§ Quoted passage
[Dall-E2 prompt: oil painting of a cyberpunk dystopia]
This semester, I’ll again be teaching my “History of the Digital Future” class. It’s kind of a guided tour through the WIRED archive. Working on syllabus modifications has left me thinking about how much has changed in the past year, and the risks we face in the years to come.
In January 2022, we were in year five of the techlash. Tech elites were racing to define the Internet’s “next chapter” (Web3 and Metaverse and Artificial General Intelligence, oh my!), at least in part because they had grown tired of the current one. Silicon Valley elites were some the richest people on earth, but they weren’t lauded as hero-inventors-of-the-future anymore. That bummed them out.
I wrote my syllabus to capture and contextualize that moment. Bitcoin was around $50,000, and Facebook/Meta was spending $10 billion to build the Metaverse. Big Tech had gotten less popular, but never less profitable. It was an 18-year tech bubble that had never burst. And, even if the bubble couldn’t go on forever (NFTs? Really?), good luck predicting when it would finally burst.

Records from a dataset
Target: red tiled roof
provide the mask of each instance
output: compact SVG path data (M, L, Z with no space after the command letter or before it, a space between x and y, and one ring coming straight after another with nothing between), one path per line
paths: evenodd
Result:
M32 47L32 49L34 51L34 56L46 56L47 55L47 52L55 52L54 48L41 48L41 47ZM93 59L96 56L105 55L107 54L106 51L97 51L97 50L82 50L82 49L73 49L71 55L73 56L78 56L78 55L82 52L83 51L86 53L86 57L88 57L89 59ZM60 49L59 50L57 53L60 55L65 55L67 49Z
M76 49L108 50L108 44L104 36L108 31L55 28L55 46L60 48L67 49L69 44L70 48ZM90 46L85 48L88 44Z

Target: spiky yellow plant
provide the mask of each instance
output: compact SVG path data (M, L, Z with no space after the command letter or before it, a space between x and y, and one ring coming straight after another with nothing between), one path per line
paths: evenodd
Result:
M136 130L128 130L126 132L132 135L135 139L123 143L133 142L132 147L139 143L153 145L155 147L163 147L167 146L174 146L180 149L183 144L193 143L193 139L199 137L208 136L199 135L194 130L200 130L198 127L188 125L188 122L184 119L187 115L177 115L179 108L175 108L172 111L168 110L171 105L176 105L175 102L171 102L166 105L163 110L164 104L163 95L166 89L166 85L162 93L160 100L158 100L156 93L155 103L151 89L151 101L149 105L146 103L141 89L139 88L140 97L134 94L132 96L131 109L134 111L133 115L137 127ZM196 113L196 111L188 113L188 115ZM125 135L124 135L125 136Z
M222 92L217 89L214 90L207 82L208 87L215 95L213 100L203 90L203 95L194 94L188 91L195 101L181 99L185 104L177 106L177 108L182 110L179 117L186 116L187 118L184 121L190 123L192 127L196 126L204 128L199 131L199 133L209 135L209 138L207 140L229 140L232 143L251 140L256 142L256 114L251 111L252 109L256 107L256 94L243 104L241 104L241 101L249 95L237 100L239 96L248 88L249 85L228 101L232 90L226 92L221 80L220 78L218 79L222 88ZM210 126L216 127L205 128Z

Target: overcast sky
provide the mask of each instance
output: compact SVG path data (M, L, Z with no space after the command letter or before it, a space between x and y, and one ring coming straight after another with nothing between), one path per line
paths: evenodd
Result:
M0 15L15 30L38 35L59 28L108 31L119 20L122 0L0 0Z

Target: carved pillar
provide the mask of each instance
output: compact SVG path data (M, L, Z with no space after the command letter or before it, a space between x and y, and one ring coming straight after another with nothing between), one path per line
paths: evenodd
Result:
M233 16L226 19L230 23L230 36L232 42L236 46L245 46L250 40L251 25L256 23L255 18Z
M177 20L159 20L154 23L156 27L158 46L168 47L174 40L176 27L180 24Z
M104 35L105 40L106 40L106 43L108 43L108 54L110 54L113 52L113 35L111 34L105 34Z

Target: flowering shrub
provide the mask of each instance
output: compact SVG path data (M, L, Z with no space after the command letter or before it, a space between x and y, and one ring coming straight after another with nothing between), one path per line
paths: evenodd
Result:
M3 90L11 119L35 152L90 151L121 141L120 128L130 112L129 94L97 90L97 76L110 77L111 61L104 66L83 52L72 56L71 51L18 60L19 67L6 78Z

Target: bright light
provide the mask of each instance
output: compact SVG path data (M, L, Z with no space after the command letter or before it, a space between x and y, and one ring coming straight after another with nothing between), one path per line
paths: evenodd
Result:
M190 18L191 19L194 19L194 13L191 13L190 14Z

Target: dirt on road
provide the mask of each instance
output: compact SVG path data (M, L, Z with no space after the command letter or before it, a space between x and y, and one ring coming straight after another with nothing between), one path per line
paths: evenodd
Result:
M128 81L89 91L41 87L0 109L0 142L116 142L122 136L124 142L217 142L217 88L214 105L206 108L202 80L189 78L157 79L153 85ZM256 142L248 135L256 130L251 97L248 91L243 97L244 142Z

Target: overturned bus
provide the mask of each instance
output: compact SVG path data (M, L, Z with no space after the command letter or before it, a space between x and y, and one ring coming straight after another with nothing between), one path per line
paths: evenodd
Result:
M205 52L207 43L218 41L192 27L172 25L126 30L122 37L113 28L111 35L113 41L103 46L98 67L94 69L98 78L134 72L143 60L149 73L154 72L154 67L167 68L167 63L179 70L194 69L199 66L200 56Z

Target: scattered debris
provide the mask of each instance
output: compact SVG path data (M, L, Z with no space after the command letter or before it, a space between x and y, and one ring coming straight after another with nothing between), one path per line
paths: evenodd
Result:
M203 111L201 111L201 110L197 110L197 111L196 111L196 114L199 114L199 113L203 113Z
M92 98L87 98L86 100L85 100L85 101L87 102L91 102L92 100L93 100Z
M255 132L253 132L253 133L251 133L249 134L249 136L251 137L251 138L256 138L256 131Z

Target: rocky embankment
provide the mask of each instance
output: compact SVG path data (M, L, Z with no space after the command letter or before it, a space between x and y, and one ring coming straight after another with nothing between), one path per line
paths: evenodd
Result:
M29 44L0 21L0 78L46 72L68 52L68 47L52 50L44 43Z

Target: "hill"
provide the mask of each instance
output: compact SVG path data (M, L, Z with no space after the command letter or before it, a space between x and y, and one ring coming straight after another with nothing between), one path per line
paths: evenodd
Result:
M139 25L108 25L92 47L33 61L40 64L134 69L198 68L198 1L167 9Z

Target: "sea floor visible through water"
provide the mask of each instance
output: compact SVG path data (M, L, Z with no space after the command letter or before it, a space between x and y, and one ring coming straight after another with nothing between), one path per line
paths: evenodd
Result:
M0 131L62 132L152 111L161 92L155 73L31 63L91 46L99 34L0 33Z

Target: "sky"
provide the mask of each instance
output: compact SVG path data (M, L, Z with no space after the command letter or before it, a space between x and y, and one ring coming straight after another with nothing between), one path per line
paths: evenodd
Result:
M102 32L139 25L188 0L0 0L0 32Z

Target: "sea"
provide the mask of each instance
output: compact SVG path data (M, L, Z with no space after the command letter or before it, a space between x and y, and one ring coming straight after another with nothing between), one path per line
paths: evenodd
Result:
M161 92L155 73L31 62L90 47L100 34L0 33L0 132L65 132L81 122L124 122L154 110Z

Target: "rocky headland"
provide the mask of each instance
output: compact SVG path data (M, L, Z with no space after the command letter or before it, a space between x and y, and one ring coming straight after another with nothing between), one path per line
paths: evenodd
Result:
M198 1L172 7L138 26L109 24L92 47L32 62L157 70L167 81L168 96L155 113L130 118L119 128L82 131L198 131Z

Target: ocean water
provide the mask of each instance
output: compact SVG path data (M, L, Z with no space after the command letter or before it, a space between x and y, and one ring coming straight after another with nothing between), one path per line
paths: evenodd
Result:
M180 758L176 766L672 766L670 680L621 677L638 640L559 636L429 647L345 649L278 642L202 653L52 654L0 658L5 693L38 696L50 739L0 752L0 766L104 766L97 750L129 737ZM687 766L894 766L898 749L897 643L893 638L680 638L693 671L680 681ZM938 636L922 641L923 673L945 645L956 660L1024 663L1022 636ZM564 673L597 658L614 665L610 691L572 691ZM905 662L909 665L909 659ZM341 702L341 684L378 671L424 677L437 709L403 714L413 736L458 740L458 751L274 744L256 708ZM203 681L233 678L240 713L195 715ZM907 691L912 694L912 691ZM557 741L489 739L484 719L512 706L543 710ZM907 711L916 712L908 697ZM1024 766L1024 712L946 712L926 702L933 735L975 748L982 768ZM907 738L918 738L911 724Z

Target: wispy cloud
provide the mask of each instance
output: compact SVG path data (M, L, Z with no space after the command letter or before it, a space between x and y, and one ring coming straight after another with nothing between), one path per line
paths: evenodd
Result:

§ Task prompt
Update the text about the digital future class, starting at "[Dall-E2 prompt: oil" and ending at "bummed them out.", so that "course outline" replaces "syllabus".

§ Answer to this problem
[Dall-E2 prompt: oil painting of a cyberpunk dystopia]
This semester, I’ll again be teaching my “History of the Digital Future” class. It’s kind of a guided tour through the WIRED archive. Working on course outline modifications has left me thinking about how much has changed in the past year, and the risks we face in the years to come.
In January 2022, we were in year five of the techlash. Tech elites were racing to define the Internet’s “next chapter” (Web3 and Metaverse and Artificial General Intelligence, oh my!), at least in part because they had grown tired of the current one. Silicon Valley elites were some the richest people on earth, but they weren’t lauded as hero-inventors-of-the-future anymore. That bummed them out.